Wiki

Clone wiki

ENMA / data_model / hbase

EMPOWERING Data Model - Long term database

'Return home'

This data model documentation describes how the data is stored in the long term database. The technology used is HBase, which is a distributed database from Hadoop.

All the data is stored by tables. They represent two different typologies: the data input tables or the result tables. The former is used to calculate the analytics and the latter creates an historical backup for all the results calculated by the system.

This tables have a unique name and are composed by unique key - values pairs. The values for each key can contain multiple columns and columns families.

In the following example we represent the electricity consumption of contractId CHBB of companyId 1111111111 at timestamp 1505210023, which have a value of 25 kWh. The 'm:v' represents the column 'v' of the column family 'm'.

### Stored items
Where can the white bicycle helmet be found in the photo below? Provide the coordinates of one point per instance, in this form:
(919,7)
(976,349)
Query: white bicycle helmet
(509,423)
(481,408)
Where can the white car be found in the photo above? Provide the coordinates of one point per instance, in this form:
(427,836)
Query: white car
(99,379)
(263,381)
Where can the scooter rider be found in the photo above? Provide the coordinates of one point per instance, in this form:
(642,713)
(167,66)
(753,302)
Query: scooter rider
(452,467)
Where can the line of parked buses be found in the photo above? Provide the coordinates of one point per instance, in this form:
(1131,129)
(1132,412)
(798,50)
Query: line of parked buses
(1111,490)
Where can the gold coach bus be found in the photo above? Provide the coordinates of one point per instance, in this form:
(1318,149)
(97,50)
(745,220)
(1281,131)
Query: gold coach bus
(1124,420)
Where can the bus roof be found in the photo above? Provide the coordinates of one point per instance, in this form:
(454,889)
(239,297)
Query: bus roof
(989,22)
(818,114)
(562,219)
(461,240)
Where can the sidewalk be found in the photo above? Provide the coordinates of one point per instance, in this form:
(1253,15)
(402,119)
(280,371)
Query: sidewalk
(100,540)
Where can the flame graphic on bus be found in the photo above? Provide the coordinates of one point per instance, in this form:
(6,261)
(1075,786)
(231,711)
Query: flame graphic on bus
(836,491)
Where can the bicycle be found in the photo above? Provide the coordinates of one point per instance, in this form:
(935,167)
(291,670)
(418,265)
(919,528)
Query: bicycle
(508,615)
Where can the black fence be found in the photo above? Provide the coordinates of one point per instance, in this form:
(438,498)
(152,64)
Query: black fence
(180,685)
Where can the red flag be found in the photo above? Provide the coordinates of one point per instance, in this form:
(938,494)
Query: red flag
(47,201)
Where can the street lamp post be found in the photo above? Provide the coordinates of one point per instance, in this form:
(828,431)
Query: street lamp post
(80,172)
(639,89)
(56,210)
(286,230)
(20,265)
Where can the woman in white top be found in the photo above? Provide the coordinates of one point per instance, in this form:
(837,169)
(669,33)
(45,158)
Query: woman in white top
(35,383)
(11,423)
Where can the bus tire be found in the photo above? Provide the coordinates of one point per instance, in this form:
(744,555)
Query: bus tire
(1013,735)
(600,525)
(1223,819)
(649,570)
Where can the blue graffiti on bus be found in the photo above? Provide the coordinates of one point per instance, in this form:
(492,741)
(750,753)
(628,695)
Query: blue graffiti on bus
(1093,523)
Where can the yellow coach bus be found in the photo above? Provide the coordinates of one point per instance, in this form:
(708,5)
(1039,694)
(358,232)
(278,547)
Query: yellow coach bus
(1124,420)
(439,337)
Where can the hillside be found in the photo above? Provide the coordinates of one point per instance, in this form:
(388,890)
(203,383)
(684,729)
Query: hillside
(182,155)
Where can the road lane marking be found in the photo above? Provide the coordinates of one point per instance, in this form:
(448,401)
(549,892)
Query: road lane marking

### WHAT IS NEEDED
In one to three sentences, explain what each of the two kinds of tables in the long term database is for, according to the HBase data model page. This material has no connection to the HBase data model page.

### ANSWER
The data input tables are used to calculate the analytics. The result tables keep a historical backup of all the results the system calculates.